#### LISTED ENTRIES

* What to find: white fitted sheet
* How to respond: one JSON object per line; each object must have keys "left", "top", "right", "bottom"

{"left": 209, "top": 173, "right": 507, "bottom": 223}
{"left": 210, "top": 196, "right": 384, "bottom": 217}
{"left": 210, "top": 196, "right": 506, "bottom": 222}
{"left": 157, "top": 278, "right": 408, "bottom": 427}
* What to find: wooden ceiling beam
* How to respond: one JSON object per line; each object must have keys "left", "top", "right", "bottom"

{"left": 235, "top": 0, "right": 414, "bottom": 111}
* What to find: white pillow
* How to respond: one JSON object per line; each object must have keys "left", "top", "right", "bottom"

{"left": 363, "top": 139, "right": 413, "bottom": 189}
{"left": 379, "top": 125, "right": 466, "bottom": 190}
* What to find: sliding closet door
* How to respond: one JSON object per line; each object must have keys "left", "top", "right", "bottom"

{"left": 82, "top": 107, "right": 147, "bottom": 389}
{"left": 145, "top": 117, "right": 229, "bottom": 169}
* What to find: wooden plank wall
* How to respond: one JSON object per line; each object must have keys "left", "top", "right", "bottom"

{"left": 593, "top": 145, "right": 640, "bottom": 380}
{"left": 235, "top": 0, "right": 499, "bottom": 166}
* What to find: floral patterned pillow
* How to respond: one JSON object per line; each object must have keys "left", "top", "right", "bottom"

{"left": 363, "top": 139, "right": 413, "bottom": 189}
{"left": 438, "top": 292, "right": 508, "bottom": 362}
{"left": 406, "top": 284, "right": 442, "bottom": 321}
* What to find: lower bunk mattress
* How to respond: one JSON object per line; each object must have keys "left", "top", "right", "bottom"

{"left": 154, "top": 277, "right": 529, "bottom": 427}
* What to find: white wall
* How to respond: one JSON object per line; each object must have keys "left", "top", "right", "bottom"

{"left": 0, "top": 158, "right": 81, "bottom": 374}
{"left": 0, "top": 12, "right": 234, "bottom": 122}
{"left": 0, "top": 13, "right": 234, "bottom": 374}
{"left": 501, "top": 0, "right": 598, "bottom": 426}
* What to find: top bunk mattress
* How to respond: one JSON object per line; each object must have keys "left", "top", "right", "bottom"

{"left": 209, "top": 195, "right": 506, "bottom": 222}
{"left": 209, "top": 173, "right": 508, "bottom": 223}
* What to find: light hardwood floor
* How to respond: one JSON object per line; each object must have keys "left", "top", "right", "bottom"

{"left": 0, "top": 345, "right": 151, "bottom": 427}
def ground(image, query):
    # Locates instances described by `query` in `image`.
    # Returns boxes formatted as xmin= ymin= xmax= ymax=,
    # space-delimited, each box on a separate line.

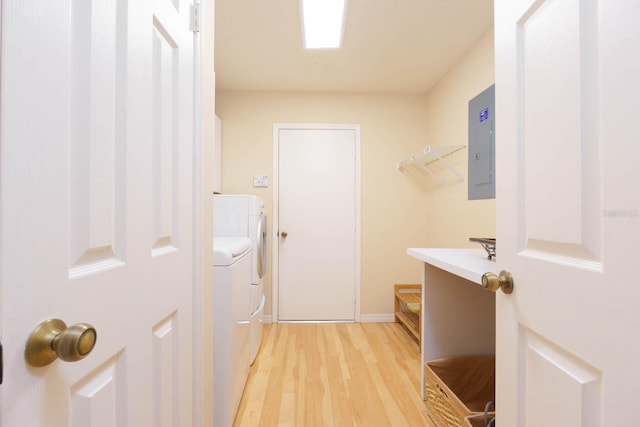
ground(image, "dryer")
xmin=214 ymin=195 xmax=267 ymax=365
xmin=213 ymin=236 xmax=252 ymax=427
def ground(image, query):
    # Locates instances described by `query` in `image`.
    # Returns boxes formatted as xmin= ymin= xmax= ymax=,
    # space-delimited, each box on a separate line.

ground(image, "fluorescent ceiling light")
xmin=300 ymin=0 xmax=347 ymax=49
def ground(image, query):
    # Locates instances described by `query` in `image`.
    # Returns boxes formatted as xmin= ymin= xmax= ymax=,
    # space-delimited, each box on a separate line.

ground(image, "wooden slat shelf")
xmin=394 ymin=284 xmax=422 ymax=344
xmin=395 ymin=311 xmax=420 ymax=340
xmin=396 ymin=291 xmax=421 ymax=305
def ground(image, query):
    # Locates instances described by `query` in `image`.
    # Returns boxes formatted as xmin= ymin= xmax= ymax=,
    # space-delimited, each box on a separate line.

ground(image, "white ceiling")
xmin=214 ymin=0 xmax=494 ymax=94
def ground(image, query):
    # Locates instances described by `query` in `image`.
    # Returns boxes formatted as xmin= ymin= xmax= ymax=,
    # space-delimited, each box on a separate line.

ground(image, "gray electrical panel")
xmin=468 ymin=84 xmax=495 ymax=200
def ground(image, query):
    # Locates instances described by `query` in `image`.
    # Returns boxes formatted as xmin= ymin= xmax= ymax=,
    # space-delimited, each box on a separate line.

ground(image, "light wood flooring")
xmin=233 ymin=322 xmax=435 ymax=426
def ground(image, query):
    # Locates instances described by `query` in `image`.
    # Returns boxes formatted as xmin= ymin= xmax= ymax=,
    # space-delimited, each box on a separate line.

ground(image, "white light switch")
xmin=253 ymin=175 xmax=269 ymax=187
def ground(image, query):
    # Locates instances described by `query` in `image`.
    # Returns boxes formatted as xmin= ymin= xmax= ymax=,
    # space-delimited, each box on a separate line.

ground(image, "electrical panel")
xmin=468 ymin=84 xmax=495 ymax=200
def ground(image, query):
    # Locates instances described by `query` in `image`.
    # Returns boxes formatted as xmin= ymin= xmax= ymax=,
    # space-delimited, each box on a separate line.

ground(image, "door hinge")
xmin=190 ymin=3 xmax=200 ymax=33
xmin=0 ymin=339 xmax=3 ymax=385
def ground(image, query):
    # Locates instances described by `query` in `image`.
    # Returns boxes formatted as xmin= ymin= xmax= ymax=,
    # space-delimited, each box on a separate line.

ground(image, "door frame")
xmin=193 ymin=0 xmax=215 ymax=426
xmin=0 ymin=0 xmax=4 ymax=364
xmin=272 ymin=123 xmax=361 ymax=323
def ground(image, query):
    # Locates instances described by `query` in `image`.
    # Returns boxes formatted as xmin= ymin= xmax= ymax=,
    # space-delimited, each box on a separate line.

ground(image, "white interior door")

########

TASK TO CARRY OUT: What is asked for is an exact copy of the lines above from the one containing "wooden ceiling beam" through the one containing "find: white pillow", and only those.

TASK SOLUTION:
* What to find: wooden ceiling beam
* How to respond: one JSON object per line; each object must have keys "left", "top", "right", "bottom"

{"left": 235, "top": 0, "right": 414, "bottom": 111}
* What to find: white pillow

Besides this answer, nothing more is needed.